═════ DATA ═════

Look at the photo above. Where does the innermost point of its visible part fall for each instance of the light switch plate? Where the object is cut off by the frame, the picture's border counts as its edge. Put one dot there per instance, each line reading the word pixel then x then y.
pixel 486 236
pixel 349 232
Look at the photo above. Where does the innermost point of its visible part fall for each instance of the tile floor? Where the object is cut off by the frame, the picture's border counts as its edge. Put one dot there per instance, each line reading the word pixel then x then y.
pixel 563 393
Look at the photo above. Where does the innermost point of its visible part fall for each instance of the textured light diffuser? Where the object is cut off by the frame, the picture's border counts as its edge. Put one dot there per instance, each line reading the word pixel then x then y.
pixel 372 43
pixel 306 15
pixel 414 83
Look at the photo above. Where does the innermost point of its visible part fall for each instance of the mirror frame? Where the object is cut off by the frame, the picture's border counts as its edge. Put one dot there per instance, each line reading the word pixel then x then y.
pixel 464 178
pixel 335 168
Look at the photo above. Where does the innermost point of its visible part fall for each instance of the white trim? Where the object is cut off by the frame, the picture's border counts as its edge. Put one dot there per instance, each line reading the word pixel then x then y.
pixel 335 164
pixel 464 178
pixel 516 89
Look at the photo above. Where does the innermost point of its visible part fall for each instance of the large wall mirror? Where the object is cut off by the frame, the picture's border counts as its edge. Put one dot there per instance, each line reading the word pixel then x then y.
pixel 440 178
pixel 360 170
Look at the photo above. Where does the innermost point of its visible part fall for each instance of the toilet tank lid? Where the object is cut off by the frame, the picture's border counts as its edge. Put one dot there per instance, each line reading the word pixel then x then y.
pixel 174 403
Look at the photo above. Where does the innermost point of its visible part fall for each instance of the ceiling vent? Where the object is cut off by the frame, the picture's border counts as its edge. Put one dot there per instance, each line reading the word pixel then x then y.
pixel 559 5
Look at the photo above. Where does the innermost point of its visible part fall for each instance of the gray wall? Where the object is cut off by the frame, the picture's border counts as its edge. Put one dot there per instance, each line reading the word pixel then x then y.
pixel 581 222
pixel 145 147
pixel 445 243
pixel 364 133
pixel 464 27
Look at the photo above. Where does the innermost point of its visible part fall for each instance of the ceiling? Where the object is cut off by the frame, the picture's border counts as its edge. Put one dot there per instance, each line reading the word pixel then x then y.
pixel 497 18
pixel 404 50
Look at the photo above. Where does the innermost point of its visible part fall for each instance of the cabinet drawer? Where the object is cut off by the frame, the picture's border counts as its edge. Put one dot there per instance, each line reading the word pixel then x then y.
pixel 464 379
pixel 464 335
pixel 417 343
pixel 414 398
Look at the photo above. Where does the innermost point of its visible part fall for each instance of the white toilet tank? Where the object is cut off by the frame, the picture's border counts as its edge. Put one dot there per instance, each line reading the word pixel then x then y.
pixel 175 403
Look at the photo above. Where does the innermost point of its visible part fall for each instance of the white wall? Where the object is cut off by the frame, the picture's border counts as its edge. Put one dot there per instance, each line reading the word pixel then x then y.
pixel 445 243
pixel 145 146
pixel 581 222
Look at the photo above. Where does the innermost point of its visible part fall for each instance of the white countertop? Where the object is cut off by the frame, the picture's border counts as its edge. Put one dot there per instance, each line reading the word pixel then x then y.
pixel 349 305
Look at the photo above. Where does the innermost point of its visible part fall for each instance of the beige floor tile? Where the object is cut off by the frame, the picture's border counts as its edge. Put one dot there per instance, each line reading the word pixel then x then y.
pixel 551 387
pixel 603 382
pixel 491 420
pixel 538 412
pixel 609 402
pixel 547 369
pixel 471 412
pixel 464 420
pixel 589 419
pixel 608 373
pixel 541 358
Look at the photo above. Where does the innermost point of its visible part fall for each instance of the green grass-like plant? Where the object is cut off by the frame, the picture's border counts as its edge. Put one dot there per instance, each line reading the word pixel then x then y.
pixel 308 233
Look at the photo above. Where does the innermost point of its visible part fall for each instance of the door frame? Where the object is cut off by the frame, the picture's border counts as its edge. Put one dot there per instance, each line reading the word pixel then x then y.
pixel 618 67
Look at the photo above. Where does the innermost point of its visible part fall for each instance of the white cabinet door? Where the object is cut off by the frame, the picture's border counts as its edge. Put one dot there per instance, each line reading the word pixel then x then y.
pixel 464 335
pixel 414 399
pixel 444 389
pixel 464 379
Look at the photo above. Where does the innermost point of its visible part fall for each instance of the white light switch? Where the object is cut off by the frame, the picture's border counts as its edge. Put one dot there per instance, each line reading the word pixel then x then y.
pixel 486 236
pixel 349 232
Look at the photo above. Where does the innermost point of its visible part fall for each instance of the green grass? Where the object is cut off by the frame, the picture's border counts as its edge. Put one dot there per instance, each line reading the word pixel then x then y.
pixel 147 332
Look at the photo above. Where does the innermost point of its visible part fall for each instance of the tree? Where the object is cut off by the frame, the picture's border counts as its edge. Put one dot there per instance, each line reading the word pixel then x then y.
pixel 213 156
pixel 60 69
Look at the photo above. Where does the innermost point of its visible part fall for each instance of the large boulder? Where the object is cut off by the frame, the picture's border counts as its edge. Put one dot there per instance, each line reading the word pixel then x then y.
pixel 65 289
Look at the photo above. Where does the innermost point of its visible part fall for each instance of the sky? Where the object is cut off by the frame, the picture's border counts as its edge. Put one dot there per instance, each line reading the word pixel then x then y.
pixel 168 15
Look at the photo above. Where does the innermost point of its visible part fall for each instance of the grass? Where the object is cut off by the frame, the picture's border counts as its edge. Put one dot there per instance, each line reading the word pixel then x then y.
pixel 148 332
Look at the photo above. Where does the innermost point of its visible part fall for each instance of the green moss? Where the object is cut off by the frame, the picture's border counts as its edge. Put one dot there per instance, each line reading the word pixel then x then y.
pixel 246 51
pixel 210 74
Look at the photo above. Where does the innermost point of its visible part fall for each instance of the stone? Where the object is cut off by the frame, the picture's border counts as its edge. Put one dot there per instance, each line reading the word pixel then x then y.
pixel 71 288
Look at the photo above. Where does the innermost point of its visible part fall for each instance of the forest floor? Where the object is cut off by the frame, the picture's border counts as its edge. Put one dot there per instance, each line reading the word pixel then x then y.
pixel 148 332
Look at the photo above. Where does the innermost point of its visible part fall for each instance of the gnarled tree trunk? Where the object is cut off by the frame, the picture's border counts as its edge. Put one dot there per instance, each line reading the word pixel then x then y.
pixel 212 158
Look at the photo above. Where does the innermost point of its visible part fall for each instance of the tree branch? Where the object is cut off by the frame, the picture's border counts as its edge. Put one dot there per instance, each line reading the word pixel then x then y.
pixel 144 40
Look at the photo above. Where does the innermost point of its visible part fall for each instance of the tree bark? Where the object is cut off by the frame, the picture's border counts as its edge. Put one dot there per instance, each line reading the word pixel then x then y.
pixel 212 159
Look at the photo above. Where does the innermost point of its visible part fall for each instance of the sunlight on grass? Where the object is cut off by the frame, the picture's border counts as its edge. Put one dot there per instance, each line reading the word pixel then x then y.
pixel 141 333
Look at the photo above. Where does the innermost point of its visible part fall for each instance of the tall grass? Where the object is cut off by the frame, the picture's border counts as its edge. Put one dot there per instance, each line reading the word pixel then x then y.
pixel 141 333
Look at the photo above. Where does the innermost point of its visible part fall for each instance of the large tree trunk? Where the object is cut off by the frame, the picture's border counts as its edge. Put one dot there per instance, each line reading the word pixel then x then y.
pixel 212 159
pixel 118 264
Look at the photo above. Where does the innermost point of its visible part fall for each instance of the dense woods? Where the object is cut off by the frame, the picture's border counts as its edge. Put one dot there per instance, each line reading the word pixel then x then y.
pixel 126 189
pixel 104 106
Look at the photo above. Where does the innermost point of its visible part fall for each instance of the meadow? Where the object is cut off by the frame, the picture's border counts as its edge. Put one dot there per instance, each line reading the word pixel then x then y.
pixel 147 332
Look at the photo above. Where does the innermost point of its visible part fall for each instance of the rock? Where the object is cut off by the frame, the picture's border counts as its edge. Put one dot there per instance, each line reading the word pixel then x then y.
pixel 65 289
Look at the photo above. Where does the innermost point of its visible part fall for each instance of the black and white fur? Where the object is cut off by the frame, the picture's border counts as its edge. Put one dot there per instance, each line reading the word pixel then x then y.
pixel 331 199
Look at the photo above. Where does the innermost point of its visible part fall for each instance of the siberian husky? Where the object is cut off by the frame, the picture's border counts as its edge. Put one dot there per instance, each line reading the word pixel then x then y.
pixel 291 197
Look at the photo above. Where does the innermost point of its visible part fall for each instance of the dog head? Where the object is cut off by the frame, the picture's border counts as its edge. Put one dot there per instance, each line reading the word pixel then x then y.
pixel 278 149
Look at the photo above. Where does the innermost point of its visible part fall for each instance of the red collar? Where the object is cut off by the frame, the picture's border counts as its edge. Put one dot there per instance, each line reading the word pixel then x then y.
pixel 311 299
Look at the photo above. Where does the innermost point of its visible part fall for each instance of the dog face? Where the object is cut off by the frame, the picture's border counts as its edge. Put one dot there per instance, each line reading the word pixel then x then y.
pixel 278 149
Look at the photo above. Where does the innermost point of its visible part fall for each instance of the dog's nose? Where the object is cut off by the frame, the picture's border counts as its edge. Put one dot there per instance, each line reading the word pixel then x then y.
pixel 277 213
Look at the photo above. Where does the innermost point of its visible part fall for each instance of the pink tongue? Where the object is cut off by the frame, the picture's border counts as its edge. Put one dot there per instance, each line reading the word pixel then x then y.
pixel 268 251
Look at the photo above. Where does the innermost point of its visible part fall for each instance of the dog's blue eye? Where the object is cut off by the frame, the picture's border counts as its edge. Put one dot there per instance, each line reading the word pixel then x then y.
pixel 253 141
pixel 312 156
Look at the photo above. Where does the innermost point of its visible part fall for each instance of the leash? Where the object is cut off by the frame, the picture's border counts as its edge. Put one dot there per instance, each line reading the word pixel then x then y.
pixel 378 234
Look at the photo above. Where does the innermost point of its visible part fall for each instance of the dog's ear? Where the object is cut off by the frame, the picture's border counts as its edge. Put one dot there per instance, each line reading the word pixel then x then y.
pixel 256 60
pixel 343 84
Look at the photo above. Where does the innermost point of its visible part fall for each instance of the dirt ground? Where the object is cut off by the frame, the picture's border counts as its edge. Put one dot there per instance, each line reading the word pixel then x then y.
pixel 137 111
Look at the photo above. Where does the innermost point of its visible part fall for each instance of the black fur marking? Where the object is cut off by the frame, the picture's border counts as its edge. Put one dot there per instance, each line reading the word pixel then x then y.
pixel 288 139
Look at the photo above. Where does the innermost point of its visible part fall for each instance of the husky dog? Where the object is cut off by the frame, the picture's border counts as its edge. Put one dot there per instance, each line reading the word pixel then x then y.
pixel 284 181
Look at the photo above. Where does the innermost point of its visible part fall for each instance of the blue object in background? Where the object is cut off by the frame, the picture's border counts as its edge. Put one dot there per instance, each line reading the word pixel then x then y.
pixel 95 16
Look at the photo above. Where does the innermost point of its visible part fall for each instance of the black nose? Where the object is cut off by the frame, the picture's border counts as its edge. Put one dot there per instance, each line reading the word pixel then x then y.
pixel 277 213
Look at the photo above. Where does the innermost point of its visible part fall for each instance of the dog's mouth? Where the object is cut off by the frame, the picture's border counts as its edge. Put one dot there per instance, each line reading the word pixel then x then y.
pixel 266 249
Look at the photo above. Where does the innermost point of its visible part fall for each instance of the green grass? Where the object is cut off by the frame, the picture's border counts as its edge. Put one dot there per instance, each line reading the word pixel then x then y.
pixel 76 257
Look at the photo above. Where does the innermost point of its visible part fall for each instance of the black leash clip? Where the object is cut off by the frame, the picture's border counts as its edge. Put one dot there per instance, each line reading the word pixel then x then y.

═════

§ **ACTION ITEM**
The answer consists of the line holding "of the blue" and every line after it up to the end of the records, word for word.

§ **ANSWER**
Look at the photo above. Where does the innermost point of its visible part fall for each instance of the blue object in background? Where the object is cut off by the frame, the picture's border counts as its edge. Put one dot there per instance, each line reading the word pixel then x then y.
pixel 95 16
Look at the photo above. Where does the innermost point of its visible part fall for each instance of the black nose? Where the object is cut off by the frame, the picture's border counts as its edge. Put one dot there per instance, each line reading the word pixel then x then y.
pixel 277 213
Look at the photo above. Where does the innermost point of its visible part fall for each instance of the dog's mouth? Where the object is cut off by the frame, the picture's border counts as its edge. Put one dot there per instance, each line reading the word pixel then x then y.
pixel 266 249
Look at the photo above. Where does the innermost point of its visible part fall for each instance of the green grass? Where the object is cut off by the frame, the picture's border counts as its edge. Put one dot there per instance, each line reading the word pixel then x then y.
pixel 76 257
Look at the photo above. Where does the innermost point of its visible part fall for each instance of the black leash clip? Where the object is cut off by the frame, the picture's border counts as its edge. Put one dot there per instance, each line reading the word pixel then x then y.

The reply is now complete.